Cuckoo Hash- Table in GPGPU

Hallo GPGPU hackers!
In my supercool Opencl progect i need to store data in a global hash table, but with relative
small size so it can be copied to shared memory.
The threads must be able to perform common put, get, delete operations from the hash table.
The cuckoo was chossen because of the worst case of 2 for any lookup.
I might guess, that for effiecency the hash table must be first edited locally and then the results must be
redused globally, but there can be many issues with this. For example, if an entry is putted und then deleted, but the threads makes that in different order: first delete then put, and value is there , but it dont suppose to ((. Does anyone knows how to do the task properly?
//----------------------------------
The hash table is in form of many arrays, each of them represents some element of a “sturture”
what would be array of structures or pointers for example in common c.

You’d have to use atomic operations, which are not fast. Also, how would you deal with the case of needing to rehash?

Yes thats the problem, and i m looking for answer. First, it must be done that with no rehash!
Second, it must be done with 2 kernel : first atomicks to reserve the position of “primekeys”, then second kernel comes without race conditions because places are reserved.
But i have no idea how to make that with local memory optimisation. Thats answers i am lookung for … here :smiley:

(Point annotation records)
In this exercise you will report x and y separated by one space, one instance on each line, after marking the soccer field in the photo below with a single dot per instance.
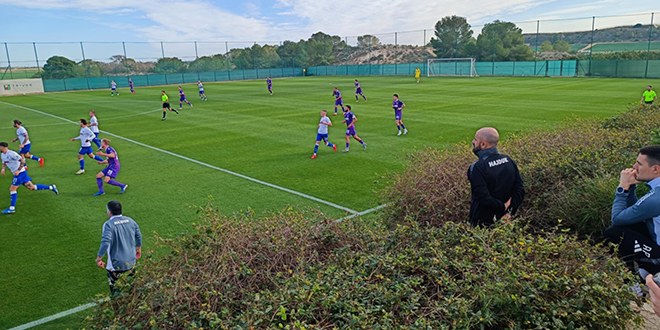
48 247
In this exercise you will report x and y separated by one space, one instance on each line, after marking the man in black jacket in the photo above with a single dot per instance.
497 188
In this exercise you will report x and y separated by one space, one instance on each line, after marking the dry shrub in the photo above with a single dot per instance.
434 188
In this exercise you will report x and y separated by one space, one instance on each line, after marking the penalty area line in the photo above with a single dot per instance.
312 198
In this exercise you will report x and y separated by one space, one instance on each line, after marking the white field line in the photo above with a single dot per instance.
318 200
55 316
104 119
90 305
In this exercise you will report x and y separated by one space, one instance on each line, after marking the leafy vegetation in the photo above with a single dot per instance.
569 173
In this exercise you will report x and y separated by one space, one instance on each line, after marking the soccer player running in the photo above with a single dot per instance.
113 88
350 119
165 100
182 98
358 91
322 133
86 136
648 97
16 164
202 94
25 145
269 82
94 126
398 105
110 172
339 101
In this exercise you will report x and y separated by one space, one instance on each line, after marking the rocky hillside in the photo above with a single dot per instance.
385 54
632 33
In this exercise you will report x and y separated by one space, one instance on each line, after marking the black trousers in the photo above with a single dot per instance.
113 276
635 245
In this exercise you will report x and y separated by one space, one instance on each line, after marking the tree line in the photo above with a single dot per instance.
453 37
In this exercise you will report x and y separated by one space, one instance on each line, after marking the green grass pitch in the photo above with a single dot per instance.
48 247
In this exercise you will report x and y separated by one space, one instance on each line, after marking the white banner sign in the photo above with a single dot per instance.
21 86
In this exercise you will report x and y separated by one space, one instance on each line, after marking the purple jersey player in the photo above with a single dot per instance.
398 105
113 88
350 119
182 98
358 91
110 172
339 101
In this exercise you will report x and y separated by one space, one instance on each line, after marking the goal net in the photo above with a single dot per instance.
451 67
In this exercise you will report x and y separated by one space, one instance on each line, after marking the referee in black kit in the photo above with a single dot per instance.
497 188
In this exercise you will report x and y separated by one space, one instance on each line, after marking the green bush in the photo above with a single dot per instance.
434 188
295 270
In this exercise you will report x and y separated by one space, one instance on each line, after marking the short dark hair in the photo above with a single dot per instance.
114 207
652 153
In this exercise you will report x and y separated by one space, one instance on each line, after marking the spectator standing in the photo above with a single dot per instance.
122 242
497 188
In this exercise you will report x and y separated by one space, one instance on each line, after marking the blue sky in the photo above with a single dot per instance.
273 20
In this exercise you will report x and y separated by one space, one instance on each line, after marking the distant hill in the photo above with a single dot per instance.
631 33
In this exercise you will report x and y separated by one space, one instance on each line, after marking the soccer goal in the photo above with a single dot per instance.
463 67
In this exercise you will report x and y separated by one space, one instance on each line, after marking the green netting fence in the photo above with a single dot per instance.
71 84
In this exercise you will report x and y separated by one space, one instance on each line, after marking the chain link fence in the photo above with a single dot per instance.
608 46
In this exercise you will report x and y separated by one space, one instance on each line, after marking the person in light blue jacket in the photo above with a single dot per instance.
636 222
122 242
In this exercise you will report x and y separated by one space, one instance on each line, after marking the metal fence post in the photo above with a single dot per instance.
228 61
536 49
162 50
254 60
11 74
648 52
197 58
494 39
128 72
370 42
346 58
426 57
36 57
82 51
591 49
456 47
396 62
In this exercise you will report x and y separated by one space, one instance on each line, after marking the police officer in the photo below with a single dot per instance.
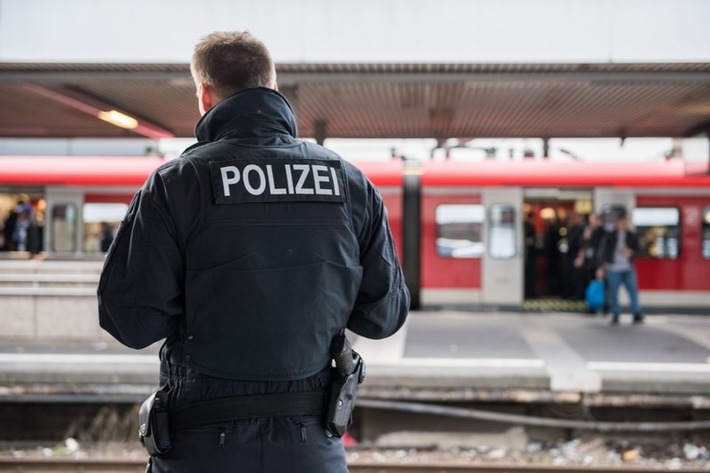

[BRIEF] Reproduce verbatim the stretch of the cuckoo hash table thread above from "Cuckoo Hash- Table" through "the hash table.".

[ANSWER BELOW]
Cuckoo Hash- Table in GPGPU

Hallo GPGPU hackers!
In my supercool Opencl progect i need to store data in a global hash table, but with relative
small size so it can be copied to shared memory.
The threads must be able to perform common put, get, delete operations from the hash table.